Records from a collection

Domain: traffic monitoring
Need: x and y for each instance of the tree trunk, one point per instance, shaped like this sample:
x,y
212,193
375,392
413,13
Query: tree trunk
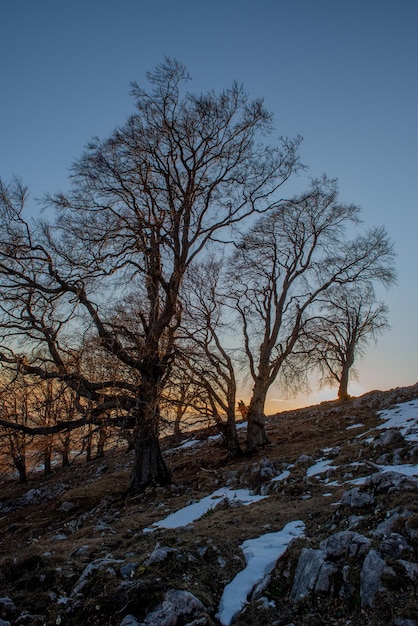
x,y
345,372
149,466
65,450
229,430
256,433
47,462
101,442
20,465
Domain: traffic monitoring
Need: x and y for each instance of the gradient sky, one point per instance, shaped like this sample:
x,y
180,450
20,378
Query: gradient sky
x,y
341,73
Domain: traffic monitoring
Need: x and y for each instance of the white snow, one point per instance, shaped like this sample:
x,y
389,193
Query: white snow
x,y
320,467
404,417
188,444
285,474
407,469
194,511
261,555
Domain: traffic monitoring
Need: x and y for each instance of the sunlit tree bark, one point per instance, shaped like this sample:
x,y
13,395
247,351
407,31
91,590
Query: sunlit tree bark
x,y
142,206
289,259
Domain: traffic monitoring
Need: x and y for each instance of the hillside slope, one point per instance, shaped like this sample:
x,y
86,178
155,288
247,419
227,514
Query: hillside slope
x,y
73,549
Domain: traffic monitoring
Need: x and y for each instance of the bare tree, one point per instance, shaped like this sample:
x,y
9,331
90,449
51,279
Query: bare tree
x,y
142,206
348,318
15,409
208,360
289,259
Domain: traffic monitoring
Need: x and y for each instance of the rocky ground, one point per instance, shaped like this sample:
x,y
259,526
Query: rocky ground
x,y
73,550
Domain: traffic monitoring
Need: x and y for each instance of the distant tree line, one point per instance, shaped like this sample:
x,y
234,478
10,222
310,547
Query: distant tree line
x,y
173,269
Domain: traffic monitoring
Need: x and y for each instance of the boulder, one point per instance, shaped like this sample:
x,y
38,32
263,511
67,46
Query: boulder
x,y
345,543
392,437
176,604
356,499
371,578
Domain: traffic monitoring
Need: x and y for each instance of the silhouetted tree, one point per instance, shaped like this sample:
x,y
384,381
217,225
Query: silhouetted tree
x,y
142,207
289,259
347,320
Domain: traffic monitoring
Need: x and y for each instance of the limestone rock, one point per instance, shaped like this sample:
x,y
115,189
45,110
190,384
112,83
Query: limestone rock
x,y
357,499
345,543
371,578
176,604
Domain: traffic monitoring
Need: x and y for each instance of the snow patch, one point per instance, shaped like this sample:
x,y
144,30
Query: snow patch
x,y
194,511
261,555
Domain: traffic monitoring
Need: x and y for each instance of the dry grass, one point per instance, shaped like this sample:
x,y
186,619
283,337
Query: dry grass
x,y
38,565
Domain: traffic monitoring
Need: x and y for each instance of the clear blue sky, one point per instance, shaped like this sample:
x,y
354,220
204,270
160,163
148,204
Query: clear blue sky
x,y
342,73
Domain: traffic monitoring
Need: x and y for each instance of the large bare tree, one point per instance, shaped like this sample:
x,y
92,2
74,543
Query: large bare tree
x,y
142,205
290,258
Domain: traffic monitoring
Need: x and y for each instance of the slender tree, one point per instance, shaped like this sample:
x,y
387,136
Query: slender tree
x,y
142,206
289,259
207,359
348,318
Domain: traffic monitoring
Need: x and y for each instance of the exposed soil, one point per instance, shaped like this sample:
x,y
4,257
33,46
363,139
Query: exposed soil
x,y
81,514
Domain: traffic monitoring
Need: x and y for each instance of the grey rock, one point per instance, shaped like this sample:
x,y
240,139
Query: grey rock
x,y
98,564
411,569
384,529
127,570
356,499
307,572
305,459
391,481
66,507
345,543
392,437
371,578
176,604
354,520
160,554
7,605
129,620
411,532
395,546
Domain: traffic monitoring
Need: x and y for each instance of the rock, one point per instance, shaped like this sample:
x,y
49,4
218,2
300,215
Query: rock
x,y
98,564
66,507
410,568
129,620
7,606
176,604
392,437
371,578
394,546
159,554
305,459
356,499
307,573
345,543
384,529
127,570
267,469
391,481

What is required: With the pictures removed, return each record above exactly as given.

Answer to this task:
Domain: traffic monitoring
Need: x and y for each instance of the tree trunk, one point per instance, shaped like this sample:
x,y
212,193
375,392
413,13
Query: tree trunk
x,y
345,372
149,466
65,450
229,430
256,433
47,462
101,442
20,465
Domain: traffic monitoring
Need: x and y for each instance of the gradient sky, one point per instance, shaped like this sample:
x,y
180,450
20,378
Query: gradient sky
x,y
341,73
Domain: traffic monitoring
Need: x and y for each instance of the white snow, one point per instance, shaped like this sample:
x,y
389,193
Query: white snow
x,y
320,467
404,417
188,444
285,474
407,469
194,511
261,555
Domain: traffic monitoring
Need: x and y for each instance of the sunlit tree bark, one point per instance, shaped like this sample:
x,y
13,395
247,351
407,31
91,590
Query: sunlit tree bark
x,y
142,206
289,259
Domain: traffic monitoring
Need: x and y for each instance of the hillside slope, one point per instance, shaped like this sample:
x,y
86,178
155,288
247,419
227,514
Query: hillside slope
x,y
73,549
Domain: traffic monitoring
Need: x and y for each instance of the bare tree, one point per instance, shaped like this sample:
x,y
9,331
90,449
51,279
Query: bare tree
x,y
142,206
348,318
15,409
208,360
289,259
Domain: traffic monitoring
Need: x and y for each instance of the rocky ground, one point per instance, shaped like this sample:
x,y
259,526
Query: rocky ground
x,y
73,550
Domain: traffic monitoring
Need: x and y for each instance of the distant tree line, one point per instance, shaped like this sample:
x,y
234,478
10,222
310,547
Query: distant tree line
x,y
173,269
Domain: traffic monitoring
Need: x and y for each instance of the boulder, one point per instance, shaped like this sample:
x,y
38,32
263,511
67,46
Query: boulder
x,y
345,543
392,437
176,604
356,499
371,578
Domain: traffic monitoring
Need: x and y for each instance of the silhouetted tree, one point per instance, shaped like this sample:
x,y
384,381
217,225
Query: silhouetted tree
x,y
142,207
289,259
347,320
Domain: traffic monitoring
Need: x and y for each instance of the limestone rock, one point per instance, shaped like this sample:
x,y
115,189
45,110
190,384
112,83
Query: limestone rock
x,y
357,499
345,543
371,578
176,604
Domain: traffic monitoring
Need: x and y for each instance of the snow patch, one point per instance, shaped like this sample:
x,y
144,30
Query: snow patch
x,y
194,511
261,555
Domain: traffic monitoring
Need: x and y for each instance of the dry grass, one point per instance, shaped like this sample:
x,y
186,619
283,337
Query: dry grass
x,y
38,565
Domain: traffic monitoring
Need: x and y for each instance of the clear blue sky, one point per instance, shaped like this sample:
x,y
354,220
204,270
160,163
148,204
Query: clear blue sky
x,y
342,73
Domain: traffic monitoring
Need: x and y for each instance of the large bare tree, one point per instance, shaped like this sample:
x,y
92,2
74,543
Query: large bare tree
x,y
142,205
290,258
Domain: traffic monitoring
Need: x and y for each instance of the slender tree, one point per instance, shaped like this sample:
x,y
387,136
Query: slender tree
x,y
142,206
289,259
207,359
348,318
Domain: traffic monitoring
Need: x and y for each instance of the exposed soil, one point per instance, shaped like this sample:
x,y
4,257
33,46
363,139
Query: exposed soil
x,y
81,514
Domain: traffic monitoring
Need: x and y for each instance of the grey rock, one point per instance, shaped like this sample:
x,y
240,139
Query: grey rock
x,y
98,564
411,569
384,529
127,570
356,499
307,572
305,459
391,481
66,507
345,543
392,437
371,578
176,604
354,520
160,554
7,605
129,620
411,532
395,546
Domain: traffic monitoring
Need: x and y for each instance of the rock, one point per instance, shaped like this sample:
x,y
49,4
218,2
300,215
Query: rock
x,y
98,564
66,507
410,568
129,620
7,606
176,604
392,437
371,578
394,546
159,554
305,459
356,499
307,573
345,543
384,529
127,570
267,469
391,481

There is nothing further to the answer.